Every line in the records below between the one holding "whenever you get a sec, find the white cloud" and the one holding "whenever you get a sec, find the side mirror", inclusive, is to be set down exactly; all other lines are to be left out.

Data listing:
:::
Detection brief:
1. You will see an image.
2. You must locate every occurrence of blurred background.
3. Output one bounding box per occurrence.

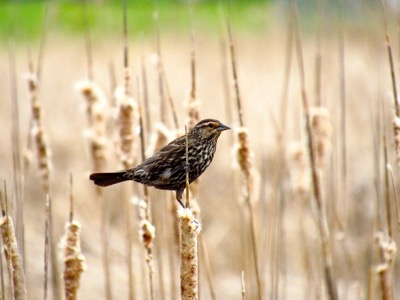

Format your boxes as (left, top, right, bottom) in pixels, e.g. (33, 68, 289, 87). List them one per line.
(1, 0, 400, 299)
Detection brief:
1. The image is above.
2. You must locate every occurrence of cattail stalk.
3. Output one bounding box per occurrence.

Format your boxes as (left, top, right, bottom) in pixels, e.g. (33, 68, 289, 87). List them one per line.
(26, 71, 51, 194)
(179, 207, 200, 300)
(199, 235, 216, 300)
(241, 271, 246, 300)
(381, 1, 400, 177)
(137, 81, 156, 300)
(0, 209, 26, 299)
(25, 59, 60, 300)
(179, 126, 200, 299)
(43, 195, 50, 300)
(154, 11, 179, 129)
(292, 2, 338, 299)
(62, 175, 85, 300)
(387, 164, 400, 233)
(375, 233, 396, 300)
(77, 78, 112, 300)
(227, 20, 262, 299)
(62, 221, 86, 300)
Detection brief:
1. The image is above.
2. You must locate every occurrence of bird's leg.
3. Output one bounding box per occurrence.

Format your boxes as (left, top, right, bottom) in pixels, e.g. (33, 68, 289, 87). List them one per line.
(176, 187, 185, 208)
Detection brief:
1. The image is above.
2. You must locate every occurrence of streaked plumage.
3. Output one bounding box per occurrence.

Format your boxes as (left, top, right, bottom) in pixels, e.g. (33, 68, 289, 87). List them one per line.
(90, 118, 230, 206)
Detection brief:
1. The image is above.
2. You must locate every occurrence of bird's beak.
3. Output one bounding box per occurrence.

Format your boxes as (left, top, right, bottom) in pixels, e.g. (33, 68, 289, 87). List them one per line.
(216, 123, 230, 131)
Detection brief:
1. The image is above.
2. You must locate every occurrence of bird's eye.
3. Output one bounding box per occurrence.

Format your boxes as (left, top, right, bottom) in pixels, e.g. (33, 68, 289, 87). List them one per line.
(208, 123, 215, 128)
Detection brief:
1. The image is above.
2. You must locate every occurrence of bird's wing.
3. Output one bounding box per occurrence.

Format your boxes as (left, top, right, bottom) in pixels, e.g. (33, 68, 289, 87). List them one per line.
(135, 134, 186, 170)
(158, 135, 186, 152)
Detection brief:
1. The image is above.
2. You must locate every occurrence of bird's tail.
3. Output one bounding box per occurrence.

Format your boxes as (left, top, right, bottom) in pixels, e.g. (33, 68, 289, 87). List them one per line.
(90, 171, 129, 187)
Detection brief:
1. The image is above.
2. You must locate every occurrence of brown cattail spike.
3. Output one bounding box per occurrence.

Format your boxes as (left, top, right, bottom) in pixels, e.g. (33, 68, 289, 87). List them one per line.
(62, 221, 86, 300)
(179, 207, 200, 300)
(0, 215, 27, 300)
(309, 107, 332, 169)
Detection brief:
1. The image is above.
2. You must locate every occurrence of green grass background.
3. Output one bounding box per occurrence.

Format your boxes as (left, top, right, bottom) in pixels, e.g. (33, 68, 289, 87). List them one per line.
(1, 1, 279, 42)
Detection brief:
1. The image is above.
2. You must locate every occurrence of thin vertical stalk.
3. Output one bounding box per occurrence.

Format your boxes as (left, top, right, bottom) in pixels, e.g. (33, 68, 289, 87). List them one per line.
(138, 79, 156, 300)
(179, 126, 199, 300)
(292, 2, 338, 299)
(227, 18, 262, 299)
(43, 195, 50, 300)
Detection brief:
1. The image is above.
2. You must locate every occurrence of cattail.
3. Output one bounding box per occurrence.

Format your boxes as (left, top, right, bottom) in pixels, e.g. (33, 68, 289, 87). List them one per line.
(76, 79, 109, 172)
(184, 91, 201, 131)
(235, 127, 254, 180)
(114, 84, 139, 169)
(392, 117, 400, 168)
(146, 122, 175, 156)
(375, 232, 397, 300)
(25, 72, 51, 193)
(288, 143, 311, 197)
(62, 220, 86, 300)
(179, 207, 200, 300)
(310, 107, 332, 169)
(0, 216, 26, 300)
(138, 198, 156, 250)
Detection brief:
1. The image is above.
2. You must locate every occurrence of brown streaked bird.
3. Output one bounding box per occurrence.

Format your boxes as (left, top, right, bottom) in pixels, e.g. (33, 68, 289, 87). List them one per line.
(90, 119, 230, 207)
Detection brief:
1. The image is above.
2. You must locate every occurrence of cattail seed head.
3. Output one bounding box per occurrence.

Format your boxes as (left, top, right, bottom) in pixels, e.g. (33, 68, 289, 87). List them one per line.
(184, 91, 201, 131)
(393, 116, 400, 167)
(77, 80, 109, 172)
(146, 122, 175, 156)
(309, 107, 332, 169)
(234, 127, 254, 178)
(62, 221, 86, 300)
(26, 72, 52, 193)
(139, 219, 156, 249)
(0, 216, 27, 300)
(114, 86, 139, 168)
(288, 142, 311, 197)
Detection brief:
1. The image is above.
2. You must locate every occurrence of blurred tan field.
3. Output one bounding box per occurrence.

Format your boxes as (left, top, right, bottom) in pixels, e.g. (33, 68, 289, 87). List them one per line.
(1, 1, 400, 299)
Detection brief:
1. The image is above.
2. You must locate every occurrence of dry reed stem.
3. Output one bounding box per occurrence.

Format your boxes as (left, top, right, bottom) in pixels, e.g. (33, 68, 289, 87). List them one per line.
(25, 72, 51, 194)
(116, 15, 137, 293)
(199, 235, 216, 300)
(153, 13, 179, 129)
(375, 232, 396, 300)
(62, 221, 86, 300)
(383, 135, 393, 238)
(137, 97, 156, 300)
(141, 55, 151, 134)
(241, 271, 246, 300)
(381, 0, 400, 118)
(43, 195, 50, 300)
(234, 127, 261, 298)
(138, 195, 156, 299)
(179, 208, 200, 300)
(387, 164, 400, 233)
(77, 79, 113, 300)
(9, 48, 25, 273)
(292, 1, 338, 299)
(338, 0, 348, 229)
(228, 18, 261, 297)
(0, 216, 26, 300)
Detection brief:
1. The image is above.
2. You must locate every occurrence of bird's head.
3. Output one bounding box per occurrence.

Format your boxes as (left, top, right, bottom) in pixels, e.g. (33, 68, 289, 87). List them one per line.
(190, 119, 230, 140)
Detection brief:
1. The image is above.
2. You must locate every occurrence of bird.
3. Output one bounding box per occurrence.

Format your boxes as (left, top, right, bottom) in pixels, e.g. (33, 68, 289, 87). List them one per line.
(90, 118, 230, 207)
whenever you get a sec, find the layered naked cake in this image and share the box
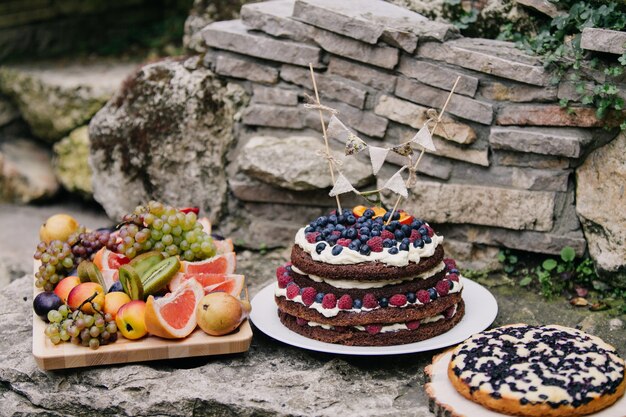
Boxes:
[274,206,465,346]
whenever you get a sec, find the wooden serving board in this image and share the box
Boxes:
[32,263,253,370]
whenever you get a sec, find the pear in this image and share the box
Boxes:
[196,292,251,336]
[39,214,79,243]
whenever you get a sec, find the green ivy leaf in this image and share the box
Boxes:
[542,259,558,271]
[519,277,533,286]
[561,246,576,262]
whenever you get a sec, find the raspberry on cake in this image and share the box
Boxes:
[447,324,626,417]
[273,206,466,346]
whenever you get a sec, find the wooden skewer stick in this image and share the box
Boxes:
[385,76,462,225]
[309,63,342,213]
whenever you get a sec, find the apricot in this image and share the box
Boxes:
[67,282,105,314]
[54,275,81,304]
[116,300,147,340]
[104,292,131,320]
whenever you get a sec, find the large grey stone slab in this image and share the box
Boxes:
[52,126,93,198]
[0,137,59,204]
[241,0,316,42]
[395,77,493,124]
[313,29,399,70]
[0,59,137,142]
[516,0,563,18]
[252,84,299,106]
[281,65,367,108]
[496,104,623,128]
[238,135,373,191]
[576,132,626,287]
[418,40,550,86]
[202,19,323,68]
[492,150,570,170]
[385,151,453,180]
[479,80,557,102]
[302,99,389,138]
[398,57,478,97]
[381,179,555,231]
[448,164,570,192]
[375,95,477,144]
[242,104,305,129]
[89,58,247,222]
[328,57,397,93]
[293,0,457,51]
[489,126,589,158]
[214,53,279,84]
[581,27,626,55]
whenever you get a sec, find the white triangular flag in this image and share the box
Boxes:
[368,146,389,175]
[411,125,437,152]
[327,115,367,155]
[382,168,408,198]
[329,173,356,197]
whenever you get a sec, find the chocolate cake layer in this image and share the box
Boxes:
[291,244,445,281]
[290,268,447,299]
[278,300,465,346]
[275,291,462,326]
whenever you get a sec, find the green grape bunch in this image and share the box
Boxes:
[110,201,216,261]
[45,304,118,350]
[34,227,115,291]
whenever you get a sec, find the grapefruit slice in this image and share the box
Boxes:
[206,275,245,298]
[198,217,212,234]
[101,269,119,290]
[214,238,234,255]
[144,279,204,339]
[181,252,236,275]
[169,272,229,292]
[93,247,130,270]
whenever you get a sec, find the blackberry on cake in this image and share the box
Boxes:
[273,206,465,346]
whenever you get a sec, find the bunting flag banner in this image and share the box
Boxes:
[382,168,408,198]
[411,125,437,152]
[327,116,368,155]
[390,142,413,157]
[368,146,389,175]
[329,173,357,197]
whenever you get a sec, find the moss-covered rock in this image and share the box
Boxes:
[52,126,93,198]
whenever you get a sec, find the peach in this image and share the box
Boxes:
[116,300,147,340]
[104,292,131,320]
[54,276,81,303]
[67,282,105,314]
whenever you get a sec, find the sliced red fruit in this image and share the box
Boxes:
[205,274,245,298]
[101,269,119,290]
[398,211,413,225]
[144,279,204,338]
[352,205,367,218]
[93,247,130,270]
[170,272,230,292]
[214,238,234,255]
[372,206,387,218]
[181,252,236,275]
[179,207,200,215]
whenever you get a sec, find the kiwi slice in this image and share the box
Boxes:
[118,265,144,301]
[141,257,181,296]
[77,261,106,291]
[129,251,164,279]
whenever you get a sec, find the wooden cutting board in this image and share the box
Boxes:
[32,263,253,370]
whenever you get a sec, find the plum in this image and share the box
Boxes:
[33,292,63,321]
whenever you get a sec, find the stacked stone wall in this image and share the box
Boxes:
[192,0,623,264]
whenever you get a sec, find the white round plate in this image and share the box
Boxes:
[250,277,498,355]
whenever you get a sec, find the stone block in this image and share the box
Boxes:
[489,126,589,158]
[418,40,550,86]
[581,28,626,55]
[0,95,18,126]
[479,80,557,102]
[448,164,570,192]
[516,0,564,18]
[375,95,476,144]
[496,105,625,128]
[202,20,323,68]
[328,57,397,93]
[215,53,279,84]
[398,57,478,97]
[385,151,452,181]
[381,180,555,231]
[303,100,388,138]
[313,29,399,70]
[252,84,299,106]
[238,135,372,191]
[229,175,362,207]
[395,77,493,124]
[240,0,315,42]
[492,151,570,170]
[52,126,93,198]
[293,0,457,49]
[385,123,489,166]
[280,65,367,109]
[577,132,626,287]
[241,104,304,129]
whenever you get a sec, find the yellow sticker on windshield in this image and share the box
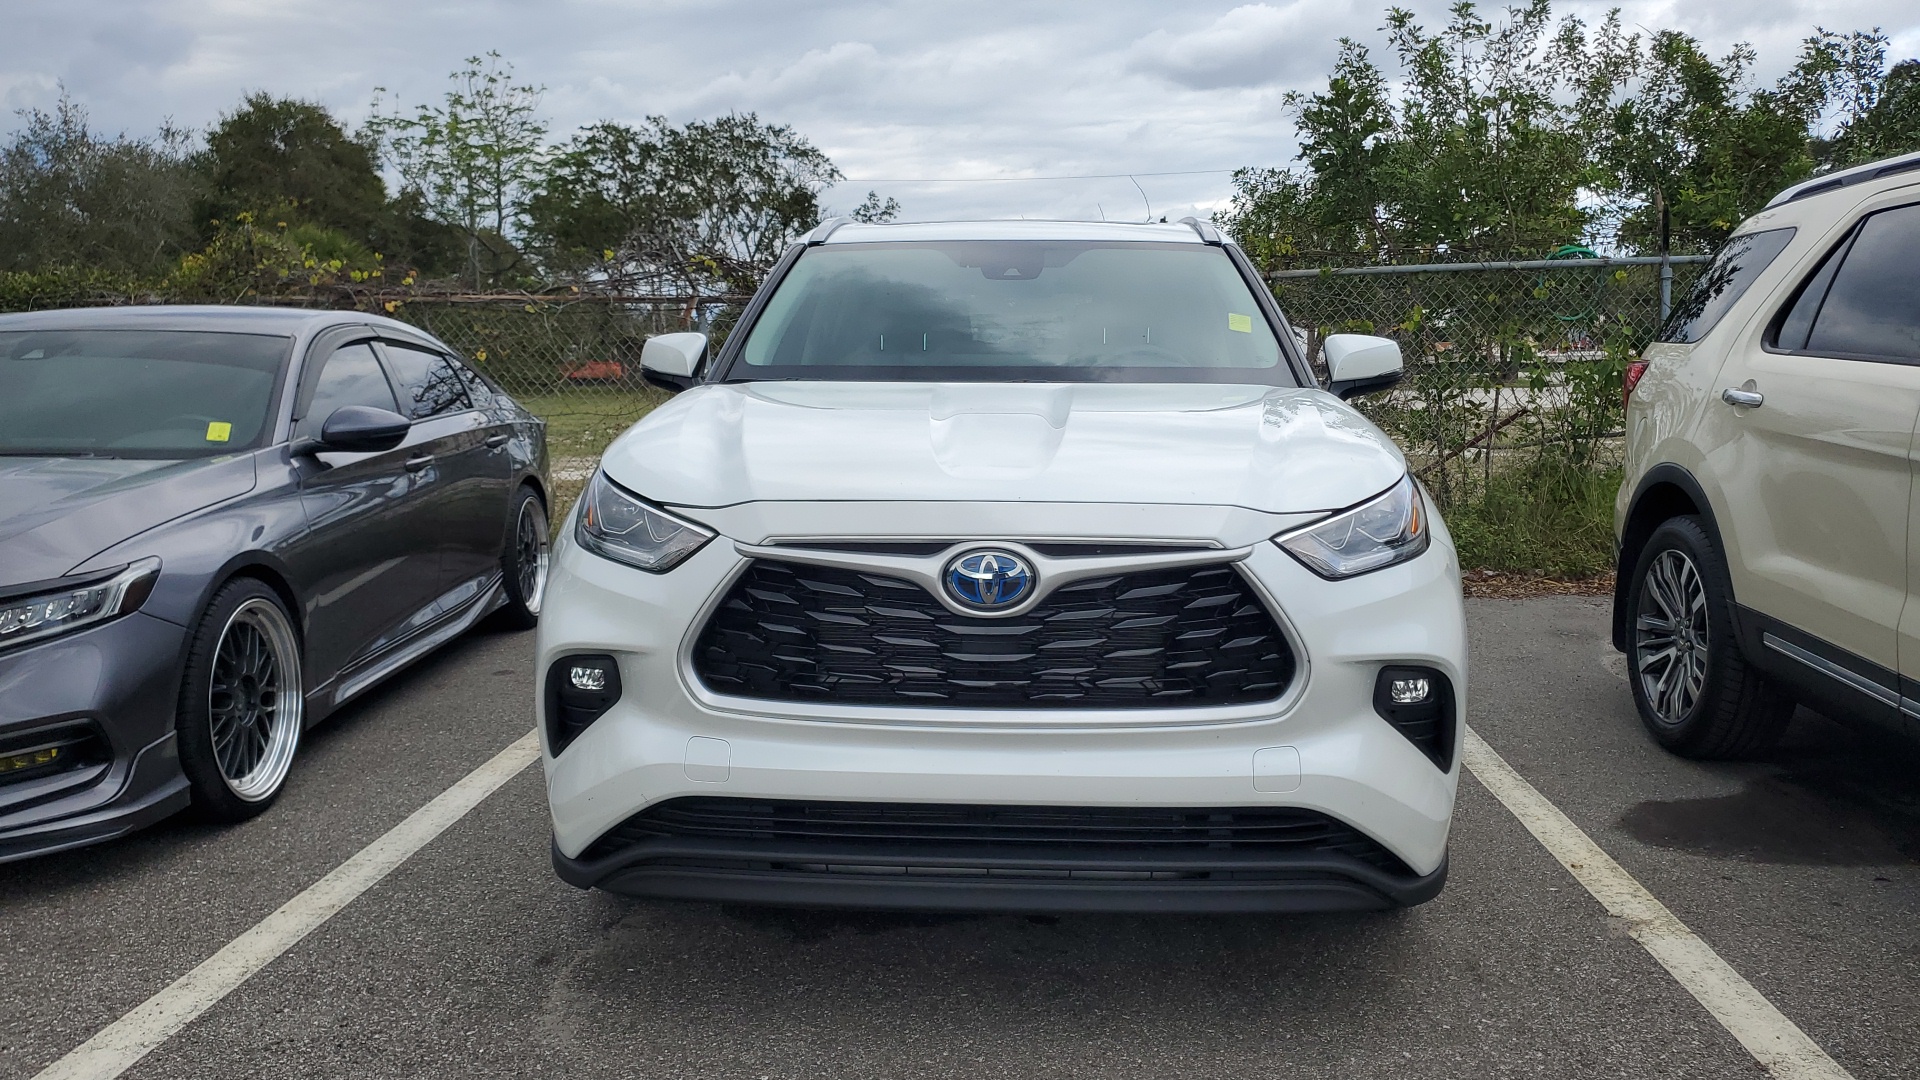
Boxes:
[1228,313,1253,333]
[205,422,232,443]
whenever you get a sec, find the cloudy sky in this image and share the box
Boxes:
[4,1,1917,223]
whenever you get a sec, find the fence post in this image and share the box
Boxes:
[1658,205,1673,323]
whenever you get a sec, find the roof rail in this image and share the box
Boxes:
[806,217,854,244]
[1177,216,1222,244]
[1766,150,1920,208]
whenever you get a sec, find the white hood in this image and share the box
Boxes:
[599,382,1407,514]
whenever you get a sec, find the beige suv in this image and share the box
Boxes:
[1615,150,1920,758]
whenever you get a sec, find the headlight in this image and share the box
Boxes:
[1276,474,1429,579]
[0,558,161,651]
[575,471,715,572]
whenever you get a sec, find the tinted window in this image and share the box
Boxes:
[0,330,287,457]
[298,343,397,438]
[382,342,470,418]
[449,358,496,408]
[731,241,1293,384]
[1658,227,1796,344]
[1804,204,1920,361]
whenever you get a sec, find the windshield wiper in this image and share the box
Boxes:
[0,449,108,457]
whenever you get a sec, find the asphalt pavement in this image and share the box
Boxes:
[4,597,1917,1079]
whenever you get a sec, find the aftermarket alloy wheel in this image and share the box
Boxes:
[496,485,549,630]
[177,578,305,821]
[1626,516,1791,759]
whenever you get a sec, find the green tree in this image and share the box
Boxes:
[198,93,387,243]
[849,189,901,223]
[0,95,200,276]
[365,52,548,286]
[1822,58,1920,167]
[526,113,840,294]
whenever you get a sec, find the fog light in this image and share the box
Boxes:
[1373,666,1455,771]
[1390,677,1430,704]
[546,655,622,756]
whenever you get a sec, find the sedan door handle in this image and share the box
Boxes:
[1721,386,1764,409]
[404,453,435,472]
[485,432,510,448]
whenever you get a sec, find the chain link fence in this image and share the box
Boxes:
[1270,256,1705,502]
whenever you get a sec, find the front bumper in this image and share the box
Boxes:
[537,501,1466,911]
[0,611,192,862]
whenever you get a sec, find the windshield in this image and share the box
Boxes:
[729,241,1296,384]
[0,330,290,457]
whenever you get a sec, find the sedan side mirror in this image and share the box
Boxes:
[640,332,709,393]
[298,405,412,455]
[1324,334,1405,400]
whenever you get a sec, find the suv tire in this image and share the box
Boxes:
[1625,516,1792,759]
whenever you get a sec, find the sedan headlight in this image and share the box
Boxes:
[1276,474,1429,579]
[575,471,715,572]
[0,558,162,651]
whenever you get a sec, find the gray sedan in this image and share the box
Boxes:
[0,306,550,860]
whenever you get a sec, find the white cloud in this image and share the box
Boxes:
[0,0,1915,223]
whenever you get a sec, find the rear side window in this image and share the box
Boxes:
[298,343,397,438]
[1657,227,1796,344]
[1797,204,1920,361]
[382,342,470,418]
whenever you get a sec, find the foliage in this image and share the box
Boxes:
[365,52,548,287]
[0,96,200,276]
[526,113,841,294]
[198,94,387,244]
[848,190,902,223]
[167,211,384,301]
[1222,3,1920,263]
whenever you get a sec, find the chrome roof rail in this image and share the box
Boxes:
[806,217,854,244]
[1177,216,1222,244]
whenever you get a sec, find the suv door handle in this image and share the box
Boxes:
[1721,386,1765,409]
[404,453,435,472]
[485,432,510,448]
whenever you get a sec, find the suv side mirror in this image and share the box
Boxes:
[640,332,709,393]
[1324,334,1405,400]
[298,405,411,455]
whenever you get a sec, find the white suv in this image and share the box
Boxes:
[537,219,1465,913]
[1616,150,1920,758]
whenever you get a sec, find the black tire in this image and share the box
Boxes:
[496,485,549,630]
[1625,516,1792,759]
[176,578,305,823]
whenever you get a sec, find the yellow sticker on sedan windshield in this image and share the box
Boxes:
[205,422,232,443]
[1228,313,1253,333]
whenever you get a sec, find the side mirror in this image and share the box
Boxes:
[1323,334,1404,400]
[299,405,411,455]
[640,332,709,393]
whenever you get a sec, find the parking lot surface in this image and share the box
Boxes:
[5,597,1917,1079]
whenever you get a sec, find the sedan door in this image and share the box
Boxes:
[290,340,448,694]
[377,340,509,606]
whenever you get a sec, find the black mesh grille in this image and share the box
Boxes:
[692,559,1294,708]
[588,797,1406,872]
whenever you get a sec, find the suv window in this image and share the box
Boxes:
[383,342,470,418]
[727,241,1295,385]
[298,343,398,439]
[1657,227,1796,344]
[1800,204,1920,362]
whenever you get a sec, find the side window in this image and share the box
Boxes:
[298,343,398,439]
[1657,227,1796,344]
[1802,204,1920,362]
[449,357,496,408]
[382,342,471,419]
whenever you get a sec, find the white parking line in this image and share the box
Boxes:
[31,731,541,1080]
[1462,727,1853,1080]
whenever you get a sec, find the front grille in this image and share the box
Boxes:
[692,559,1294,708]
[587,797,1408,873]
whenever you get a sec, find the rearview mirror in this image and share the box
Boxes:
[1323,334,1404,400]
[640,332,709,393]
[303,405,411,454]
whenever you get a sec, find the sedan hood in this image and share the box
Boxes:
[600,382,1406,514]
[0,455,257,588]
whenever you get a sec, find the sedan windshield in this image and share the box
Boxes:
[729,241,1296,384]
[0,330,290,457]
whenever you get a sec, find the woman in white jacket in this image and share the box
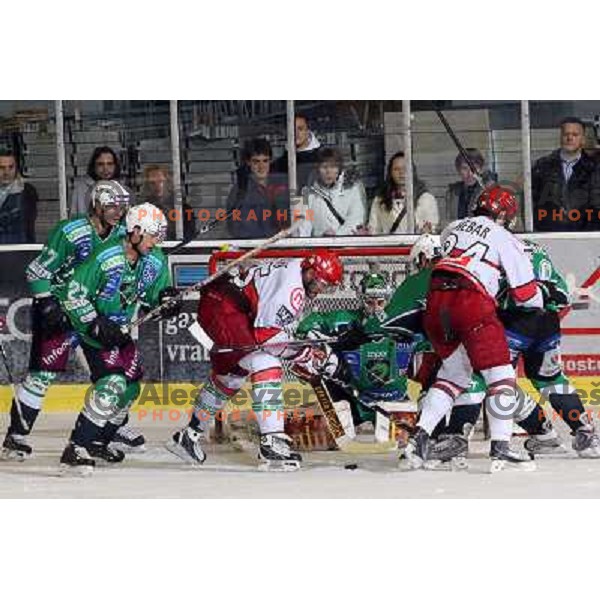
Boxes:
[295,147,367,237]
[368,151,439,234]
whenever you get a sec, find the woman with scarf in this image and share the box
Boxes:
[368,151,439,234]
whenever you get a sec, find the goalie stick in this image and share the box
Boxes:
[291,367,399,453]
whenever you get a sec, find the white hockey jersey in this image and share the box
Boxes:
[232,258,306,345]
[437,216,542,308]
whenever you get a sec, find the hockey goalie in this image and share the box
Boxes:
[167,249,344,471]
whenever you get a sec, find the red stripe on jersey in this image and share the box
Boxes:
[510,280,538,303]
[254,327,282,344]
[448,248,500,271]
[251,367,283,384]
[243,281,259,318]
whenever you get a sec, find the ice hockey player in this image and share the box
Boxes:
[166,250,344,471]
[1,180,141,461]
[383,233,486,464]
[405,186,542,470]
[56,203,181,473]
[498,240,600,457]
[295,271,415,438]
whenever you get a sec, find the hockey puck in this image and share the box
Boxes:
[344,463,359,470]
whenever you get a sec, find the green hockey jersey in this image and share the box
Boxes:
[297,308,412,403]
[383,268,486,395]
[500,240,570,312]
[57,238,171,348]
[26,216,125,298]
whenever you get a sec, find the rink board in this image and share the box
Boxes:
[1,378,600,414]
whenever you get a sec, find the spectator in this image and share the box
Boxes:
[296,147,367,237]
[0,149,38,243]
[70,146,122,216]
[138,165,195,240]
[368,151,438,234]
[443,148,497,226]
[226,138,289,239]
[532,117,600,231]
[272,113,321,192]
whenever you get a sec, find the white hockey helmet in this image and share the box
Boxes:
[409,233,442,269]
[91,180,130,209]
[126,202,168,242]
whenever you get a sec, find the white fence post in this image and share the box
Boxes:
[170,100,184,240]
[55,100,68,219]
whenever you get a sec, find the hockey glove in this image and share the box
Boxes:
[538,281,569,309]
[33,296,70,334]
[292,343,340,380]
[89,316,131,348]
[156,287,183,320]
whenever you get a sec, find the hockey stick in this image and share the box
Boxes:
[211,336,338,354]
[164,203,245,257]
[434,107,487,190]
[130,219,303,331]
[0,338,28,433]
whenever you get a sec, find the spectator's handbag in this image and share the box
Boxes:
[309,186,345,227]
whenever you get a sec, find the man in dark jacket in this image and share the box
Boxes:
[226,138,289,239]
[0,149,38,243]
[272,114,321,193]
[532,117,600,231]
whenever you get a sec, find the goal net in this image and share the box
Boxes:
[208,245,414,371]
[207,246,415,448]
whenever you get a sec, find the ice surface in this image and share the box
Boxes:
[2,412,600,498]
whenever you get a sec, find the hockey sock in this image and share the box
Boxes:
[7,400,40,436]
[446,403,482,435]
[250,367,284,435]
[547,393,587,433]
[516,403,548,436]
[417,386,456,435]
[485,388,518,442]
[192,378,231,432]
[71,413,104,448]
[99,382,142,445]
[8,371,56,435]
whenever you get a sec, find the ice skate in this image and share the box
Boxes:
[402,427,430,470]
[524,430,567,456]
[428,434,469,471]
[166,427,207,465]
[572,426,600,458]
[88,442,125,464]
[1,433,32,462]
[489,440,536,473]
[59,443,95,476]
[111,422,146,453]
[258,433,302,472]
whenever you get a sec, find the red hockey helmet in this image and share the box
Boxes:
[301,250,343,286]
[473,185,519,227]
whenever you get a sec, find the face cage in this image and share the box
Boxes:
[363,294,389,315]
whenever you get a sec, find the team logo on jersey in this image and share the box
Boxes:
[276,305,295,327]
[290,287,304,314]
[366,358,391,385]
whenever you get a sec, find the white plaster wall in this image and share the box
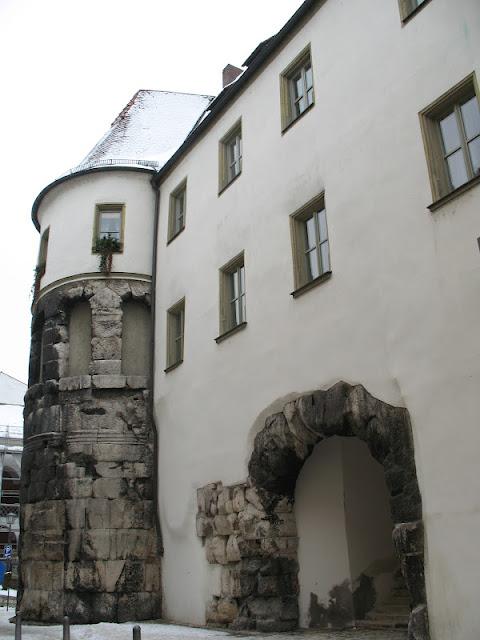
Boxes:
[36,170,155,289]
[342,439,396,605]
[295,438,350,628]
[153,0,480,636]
:::
Solution for this problem:
whenever you get a sec, find the white cloud in this image and share the box
Boxes:
[0,0,1915,223]
whenever you get a sec, find the rear side window in this image and share the box
Boxes:
[298,343,397,438]
[1657,227,1796,344]
[1797,204,1920,361]
[382,342,470,418]
whenever you get a sec, find the foliage in this image and share the box
Boxes:
[365,52,548,287]
[0,96,200,276]
[526,113,841,294]
[198,94,387,244]
[848,190,902,223]
[167,211,384,301]
[1222,3,1920,263]
whenever you get a sec, find the chrome roof rail in this image and share the box
Boxes:
[806,217,854,244]
[1177,216,1222,244]
whenever you get a sec, find the suv door handle in this image and share the box
Boxes:
[1721,386,1765,409]
[404,453,435,472]
[485,432,510,448]
whenever you get a sec, find the suv side mirror in this image and share the box
Boxes:
[640,332,709,393]
[1324,334,1405,400]
[298,405,411,455]
whenever you get a sec, find the white suv in this image and share the box
Boxes:
[537,219,1465,913]
[1616,150,1920,758]
whenever you get a sec, find the black tire in this image and share the box
Boxes:
[496,485,549,630]
[1625,516,1792,759]
[176,578,305,823]
whenever you get a sec, find the yellow sticker on sedan windshield in this image and share the box
Boxes:
[205,422,232,443]
[1228,313,1253,333]
whenever you get a sec, find the side mirror in this image and share the box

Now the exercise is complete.